Region pointing data
* * * * * * *

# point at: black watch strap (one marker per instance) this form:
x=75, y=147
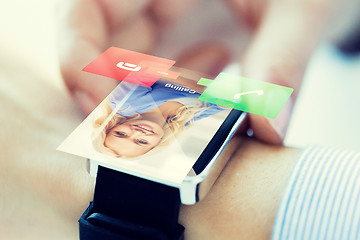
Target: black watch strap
x=129, y=207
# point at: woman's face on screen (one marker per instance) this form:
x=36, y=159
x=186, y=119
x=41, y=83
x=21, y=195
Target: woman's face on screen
x=134, y=138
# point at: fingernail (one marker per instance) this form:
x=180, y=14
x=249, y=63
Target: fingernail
x=281, y=122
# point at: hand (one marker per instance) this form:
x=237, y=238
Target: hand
x=285, y=35
x=89, y=27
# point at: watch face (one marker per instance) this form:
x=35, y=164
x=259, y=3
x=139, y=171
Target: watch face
x=155, y=132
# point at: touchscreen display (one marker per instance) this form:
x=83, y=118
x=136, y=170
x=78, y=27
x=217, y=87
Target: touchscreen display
x=155, y=132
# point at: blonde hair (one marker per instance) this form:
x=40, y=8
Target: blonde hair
x=111, y=118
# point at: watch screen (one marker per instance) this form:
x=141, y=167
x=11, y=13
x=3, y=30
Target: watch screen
x=155, y=132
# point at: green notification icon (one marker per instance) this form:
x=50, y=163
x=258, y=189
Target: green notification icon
x=248, y=95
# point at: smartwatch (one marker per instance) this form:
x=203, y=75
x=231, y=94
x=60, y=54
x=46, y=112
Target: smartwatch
x=130, y=207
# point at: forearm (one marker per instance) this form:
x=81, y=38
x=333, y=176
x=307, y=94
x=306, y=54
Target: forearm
x=244, y=200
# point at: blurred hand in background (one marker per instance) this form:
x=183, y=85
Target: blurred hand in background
x=285, y=35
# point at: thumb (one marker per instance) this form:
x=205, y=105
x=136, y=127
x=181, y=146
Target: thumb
x=279, y=54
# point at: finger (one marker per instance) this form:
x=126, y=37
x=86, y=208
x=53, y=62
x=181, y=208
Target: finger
x=248, y=12
x=208, y=58
x=85, y=31
x=279, y=54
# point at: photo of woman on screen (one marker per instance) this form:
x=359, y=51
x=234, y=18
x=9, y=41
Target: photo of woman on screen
x=137, y=119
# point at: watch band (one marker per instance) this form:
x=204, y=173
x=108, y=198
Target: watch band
x=129, y=207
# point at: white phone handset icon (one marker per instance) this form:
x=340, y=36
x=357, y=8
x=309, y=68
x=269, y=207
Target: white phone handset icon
x=129, y=66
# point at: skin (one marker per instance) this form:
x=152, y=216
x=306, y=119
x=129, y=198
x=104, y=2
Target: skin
x=137, y=137
x=134, y=138
x=46, y=191
x=277, y=53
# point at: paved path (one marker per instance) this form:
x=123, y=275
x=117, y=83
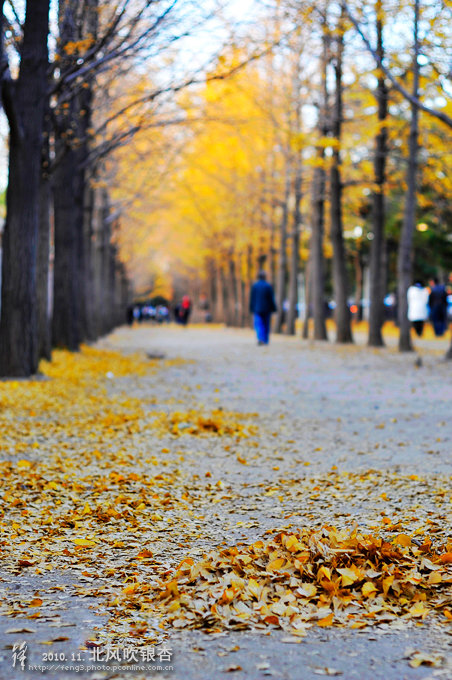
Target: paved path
x=336, y=435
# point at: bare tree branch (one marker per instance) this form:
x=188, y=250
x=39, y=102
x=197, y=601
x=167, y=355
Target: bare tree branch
x=440, y=115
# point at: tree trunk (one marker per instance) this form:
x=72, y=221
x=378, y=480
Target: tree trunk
x=404, y=262
x=66, y=283
x=18, y=325
x=282, y=252
x=232, y=292
x=43, y=268
x=377, y=283
x=308, y=296
x=316, y=283
x=342, y=312
x=295, y=253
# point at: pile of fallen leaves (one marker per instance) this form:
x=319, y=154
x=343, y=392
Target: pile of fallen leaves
x=292, y=581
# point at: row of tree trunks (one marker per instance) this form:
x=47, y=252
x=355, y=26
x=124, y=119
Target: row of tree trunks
x=404, y=263
x=377, y=248
x=316, y=279
x=340, y=283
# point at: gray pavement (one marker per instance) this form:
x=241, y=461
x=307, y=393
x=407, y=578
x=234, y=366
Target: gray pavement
x=367, y=422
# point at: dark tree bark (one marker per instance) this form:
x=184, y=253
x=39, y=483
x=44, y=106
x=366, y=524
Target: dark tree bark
x=308, y=297
x=43, y=261
x=404, y=262
x=72, y=317
x=295, y=250
x=24, y=103
x=282, y=251
x=316, y=283
x=377, y=281
x=340, y=283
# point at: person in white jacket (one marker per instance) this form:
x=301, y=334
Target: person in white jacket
x=418, y=306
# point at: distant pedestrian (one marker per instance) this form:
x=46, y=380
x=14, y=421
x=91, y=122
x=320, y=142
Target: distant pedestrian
x=129, y=315
x=262, y=305
x=418, y=306
x=185, y=310
x=438, y=306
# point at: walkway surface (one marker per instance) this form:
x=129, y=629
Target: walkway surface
x=242, y=441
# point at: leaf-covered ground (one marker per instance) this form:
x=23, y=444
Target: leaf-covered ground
x=298, y=489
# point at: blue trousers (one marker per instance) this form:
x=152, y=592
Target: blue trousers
x=262, y=327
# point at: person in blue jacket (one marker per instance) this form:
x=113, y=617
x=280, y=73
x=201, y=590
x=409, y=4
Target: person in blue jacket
x=262, y=305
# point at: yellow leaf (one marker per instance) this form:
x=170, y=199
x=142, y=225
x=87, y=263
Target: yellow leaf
x=387, y=583
x=403, y=540
x=434, y=578
x=368, y=589
x=83, y=542
x=324, y=571
x=277, y=564
x=36, y=602
x=418, y=610
x=348, y=576
x=327, y=621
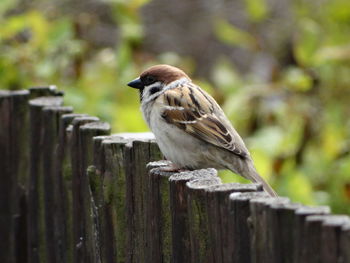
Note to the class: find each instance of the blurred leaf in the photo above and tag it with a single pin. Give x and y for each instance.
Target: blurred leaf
(335, 53)
(297, 79)
(5, 5)
(225, 76)
(231, 35)
(256, 9)
(297, 187)
(309, 39)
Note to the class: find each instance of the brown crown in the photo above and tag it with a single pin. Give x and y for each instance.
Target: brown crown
(164, 73)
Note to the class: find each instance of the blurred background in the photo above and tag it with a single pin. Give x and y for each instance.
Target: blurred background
(279, 68)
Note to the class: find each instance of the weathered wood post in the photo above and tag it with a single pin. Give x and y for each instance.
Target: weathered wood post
(137, 154)
(36, 216)
(84, 129)
(121, 194)
(14, 152)
(180, 225)
(300, 229)
(239, 246)
(281, 222)
(345, 243)
(51, 119)
(64, 195)
(158, 215)
(260, 234)
(218, 215)
(331, 237)
(201, 247)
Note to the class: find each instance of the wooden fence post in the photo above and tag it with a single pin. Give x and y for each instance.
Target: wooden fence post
(345, 244)
(201, 249)
(260, 235)
(218, 215)
(84, 129)
(14, 152)
(64, 195)
(36, 220)
(239, 247)
(331, 237)
(158, 215)
(180, 229)
(137, 155)
(122, 194)
(300, 229)
(280, 237)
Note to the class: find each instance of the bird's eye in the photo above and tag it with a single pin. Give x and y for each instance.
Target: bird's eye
(149, 80)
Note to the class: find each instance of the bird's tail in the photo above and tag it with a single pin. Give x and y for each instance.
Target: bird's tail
(249, 172)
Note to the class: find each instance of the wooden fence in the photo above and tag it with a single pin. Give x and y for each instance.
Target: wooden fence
(71, 192)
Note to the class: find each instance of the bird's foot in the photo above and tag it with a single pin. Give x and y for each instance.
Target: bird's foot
(171, 168)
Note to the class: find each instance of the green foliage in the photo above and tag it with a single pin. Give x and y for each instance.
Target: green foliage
(295, 123)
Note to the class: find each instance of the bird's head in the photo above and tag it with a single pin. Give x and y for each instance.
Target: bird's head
(154, 79)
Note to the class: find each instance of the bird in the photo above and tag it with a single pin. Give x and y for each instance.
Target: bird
(190, 128)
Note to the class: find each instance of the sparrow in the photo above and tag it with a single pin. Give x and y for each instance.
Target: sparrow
(190, 128)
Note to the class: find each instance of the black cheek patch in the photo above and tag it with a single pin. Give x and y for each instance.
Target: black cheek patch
(154, 90)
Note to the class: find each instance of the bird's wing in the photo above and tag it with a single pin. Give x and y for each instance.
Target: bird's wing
(192, 110)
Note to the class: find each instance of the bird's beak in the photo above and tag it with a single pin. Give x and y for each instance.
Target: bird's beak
(136, 84)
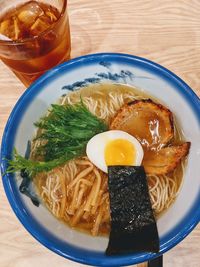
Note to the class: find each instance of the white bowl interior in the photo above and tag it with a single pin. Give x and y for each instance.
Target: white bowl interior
(154, 85)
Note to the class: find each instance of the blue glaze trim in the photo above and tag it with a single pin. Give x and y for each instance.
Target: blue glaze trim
(42, 235)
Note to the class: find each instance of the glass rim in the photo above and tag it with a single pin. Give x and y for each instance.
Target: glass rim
(26, 40)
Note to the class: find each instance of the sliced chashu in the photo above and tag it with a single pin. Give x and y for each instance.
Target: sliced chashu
(166, 159)
(150, 123)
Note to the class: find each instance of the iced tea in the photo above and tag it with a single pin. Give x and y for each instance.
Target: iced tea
(35, 37)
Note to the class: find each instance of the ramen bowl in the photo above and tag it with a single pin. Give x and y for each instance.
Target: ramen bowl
(151, 78)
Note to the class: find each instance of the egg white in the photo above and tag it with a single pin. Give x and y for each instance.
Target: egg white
(96, 146)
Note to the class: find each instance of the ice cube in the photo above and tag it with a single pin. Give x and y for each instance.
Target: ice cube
(4, 27)
(29, 12)
(51, 16)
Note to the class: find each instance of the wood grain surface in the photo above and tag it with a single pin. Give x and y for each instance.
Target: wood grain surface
(167, 32)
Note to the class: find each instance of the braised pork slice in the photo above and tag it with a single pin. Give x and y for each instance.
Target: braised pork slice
(149, 122)
(166, 159)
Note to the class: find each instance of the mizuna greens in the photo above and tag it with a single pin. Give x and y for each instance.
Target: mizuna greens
(65, 132)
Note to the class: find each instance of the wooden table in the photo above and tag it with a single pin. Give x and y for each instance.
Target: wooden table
(167, 32)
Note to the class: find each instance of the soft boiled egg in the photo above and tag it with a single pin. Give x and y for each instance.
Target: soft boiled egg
(114, 148)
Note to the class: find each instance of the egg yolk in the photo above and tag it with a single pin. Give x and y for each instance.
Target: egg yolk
(119, 152)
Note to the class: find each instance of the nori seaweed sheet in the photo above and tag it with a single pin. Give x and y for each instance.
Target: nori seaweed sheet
(133, 226)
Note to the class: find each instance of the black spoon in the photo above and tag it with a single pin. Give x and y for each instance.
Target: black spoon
(157, 262)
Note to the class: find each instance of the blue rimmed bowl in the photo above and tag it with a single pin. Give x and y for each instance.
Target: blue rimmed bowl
(152, 78)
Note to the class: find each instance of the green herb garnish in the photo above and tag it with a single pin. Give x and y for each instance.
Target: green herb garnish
(65, 132)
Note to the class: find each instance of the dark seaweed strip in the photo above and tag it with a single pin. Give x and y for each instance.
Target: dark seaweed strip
(133, 226)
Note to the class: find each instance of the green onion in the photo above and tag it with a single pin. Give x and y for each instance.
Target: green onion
(65, 132)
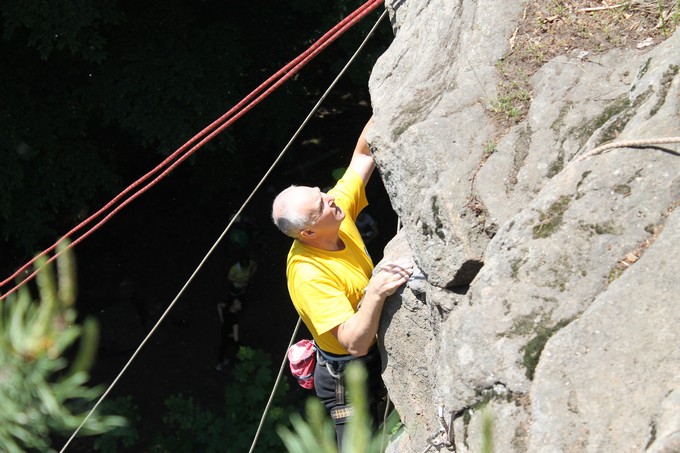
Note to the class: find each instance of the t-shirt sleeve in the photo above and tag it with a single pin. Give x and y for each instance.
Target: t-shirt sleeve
(324, 304)
(350, 193)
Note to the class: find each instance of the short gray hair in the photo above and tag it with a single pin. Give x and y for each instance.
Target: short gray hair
(286, 215)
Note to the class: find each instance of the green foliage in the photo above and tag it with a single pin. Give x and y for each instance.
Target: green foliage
(194, 428)
(127, 436)
(71, 25)
(94, 92)
(317, 434)
(38, 395)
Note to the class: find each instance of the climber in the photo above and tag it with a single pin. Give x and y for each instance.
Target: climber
(330, 283)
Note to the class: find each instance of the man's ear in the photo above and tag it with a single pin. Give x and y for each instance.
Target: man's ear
(307, 233)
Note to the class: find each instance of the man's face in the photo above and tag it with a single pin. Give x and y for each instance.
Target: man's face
(322, 211)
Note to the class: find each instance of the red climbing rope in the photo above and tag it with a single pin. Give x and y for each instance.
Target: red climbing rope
(198, 141)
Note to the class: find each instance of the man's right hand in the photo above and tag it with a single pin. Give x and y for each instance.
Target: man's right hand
(389, 277)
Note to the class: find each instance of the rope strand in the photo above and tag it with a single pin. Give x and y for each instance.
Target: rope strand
(219, 239)
(204, 136)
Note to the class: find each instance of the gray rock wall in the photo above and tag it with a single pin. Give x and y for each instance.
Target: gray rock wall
(550, 305)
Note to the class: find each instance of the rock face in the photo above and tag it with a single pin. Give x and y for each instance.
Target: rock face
(550, 309)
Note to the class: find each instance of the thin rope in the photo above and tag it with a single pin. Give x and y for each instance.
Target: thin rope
(309, 116)
(219, 239)
(276, 384)
(205, 135)
(628, 144)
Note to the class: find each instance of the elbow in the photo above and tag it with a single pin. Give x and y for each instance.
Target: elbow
(356, 349)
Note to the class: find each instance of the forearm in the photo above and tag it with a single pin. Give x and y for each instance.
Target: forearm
(362, 158)
(357, 334)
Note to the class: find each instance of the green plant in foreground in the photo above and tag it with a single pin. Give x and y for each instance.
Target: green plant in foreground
(317, 434)
(39, 396)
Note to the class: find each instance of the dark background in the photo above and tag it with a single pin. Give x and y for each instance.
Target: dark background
(93, 97)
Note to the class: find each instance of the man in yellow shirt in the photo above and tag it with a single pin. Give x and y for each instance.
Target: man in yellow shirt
(329, 278)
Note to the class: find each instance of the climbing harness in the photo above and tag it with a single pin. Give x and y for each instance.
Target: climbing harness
(337, 30)
(302, 361)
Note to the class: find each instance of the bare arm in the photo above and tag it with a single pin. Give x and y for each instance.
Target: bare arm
(362, 159)
(357, 334)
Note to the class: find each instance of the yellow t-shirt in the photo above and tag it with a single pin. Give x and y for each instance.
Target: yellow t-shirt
(327, 286)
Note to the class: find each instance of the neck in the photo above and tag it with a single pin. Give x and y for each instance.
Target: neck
(331, 243)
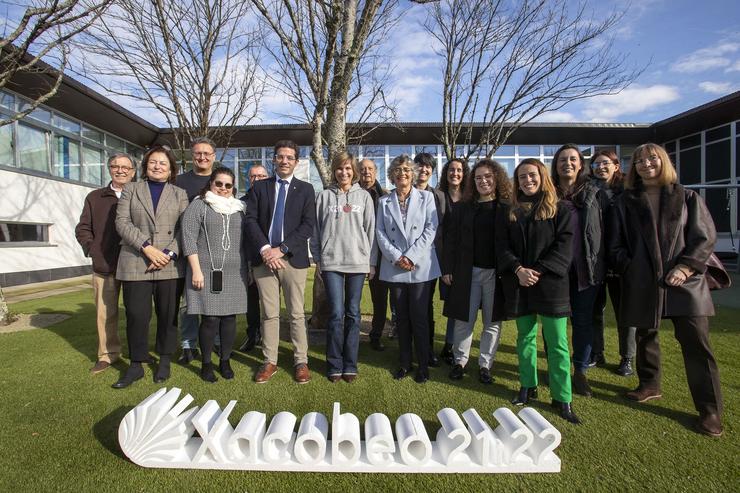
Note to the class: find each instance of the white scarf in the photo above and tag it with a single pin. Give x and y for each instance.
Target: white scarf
(224, 205)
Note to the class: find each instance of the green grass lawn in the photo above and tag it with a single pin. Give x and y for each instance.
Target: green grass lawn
(60, 423)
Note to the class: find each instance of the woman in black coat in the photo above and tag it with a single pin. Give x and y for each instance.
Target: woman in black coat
(660, 239)
(469, 267)
(534, 247)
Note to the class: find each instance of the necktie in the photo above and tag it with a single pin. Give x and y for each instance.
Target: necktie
(277, 221)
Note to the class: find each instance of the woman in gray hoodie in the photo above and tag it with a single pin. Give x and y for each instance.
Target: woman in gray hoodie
(343, 247)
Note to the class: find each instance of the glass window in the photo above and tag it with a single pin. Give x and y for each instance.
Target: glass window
(66, 124)
(550, 150)
(7, 100)
(531, 151)
(94, 162)
(115, 143)
(33, 151)
(7, 156)
(66, 158)
(431, 149)
(717, 133)
(92, 134)
(20, 232)
(505, 151)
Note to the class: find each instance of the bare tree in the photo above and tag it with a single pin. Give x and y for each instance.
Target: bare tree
(327, 60)
(506, 63)
(194, 61)
(41, 32)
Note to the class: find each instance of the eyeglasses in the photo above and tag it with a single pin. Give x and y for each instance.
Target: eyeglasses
(650, 159)
(220, 184)
(599, 164)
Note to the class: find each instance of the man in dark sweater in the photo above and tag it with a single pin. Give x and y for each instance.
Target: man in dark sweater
(204, 155)
(378, 288)
(96, 233)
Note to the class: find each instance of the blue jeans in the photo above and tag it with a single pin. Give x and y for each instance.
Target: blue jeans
(343, 291)
(582, 313)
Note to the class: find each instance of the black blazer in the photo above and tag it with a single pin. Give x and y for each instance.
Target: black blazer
(298, 222)
(547, 247)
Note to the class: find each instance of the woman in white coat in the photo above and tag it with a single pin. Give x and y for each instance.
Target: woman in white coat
(406, 224)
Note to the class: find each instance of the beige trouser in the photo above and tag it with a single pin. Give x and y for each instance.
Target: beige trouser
(293, 283)
(107, 289)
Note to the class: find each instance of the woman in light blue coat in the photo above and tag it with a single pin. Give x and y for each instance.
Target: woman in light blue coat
(406, 223)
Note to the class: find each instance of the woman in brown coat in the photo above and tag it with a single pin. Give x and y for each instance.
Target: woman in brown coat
(661, 237)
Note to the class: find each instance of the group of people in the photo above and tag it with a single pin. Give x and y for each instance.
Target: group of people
(543, 246)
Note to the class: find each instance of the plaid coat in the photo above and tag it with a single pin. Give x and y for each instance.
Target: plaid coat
(137, 223)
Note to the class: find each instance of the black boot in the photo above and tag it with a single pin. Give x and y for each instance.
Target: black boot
(206, 373)
(224, 367)
(133, 373)
(524, 395)
(163, 370)
(625, 368)
(566, 412)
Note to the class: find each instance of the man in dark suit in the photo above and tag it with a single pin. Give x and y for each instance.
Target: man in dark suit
(281, 213)
(256, 173)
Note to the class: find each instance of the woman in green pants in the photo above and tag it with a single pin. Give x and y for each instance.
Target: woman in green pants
(534, 247)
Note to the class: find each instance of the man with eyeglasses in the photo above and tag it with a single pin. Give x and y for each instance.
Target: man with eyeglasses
(96, 233)
(204, 155)
(254, 337)
(281, 213)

* * * * * * *

▶ [Task directions]:
All that is needed is the exact run of lines above from the line containing "Target: woman in brown coat" through the line containing "Note to the class: find each instance of the black boot", both of them included.

▶ [Solved exercise]:
Target: woman in brown coat
(661, 237)
Note to the class: find each instance of the group of people in the photo above and tag it with a single pin. Give x and y for each instance.
Target: group of people
(543, 246)
Note to the class: find each instance of the plaid coat in the photo above and tag it with a single pin. Give x and y for each instance.
Target: plaid coat
(137, 223)
Note to the class: find each instance of the black boot in the photo above and tag it with a single pin. Give x and y for each instance.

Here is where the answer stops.